## JOB 1
List every distinct JDK issue number that appears in the code review email below.

── DOCUMENT SECTION

RFR(L): 8220312: Implementation: NUMA-Aware Memory Allocation for G1, Logging (3/3)

Tue Oct 22 20:46:45 UTC 2019

Hi Thomas,

Thanks for your review!

On 10/21/19 7:09 AM, Thomas Schatzl wrote:
> Hi,
>
>   some initial comments looking at the log output:
>
> On 13.10.19 08:16, sangheon.kim at oracle.com wrote:
>> Hi all,
>>
>> Previous patch conflicts because of JDK-8220310, I'm posting rebased 
>> one with some refactoring.
>>
>> Webrev:
>> http://cr.openjdk.java.net/~sangheki/8220312/webrev.2
>> Testing: hs-tier 1 ~ 5, with/without UseNUMA
>>
>> Here's the full patch of 8220310, 8220311 and 8220312.
>> http://cr.openjdk.java.net/~sangheki/8220312/webrev.full.2/
>>
>
>   - I did not performance impact test the additional logging yet, but 
> I do not expect issues.

────
── RECORDS SUPPLIED

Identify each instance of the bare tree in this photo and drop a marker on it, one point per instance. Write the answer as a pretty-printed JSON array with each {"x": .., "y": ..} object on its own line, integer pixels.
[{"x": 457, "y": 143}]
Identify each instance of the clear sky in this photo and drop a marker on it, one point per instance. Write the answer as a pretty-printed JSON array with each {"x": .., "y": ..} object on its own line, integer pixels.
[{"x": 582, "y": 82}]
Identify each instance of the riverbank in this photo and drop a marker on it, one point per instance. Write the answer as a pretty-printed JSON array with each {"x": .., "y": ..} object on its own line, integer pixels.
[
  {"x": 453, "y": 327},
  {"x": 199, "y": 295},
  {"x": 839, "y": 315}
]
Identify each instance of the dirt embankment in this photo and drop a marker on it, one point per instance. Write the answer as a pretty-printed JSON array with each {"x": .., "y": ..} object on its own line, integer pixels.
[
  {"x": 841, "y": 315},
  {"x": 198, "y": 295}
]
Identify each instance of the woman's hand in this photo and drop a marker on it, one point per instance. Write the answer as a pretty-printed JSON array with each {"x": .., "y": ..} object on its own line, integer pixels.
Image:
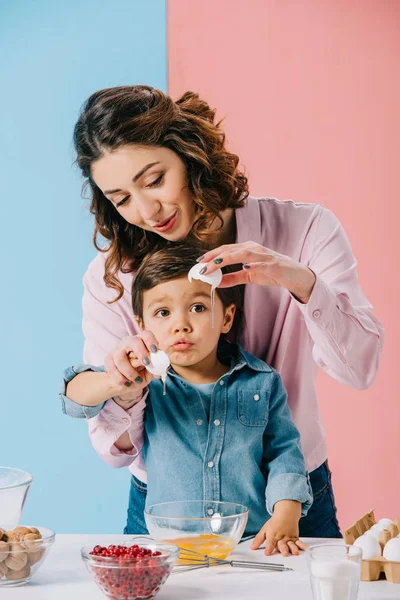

────

## JOB 2
Count the lines in the rows above that contain the string "array", treating case as significant. Reply with the number alone.

## EXERCISE RESULT 1
8220312
8220310
8220311

## EXERCISE RESULT 2
5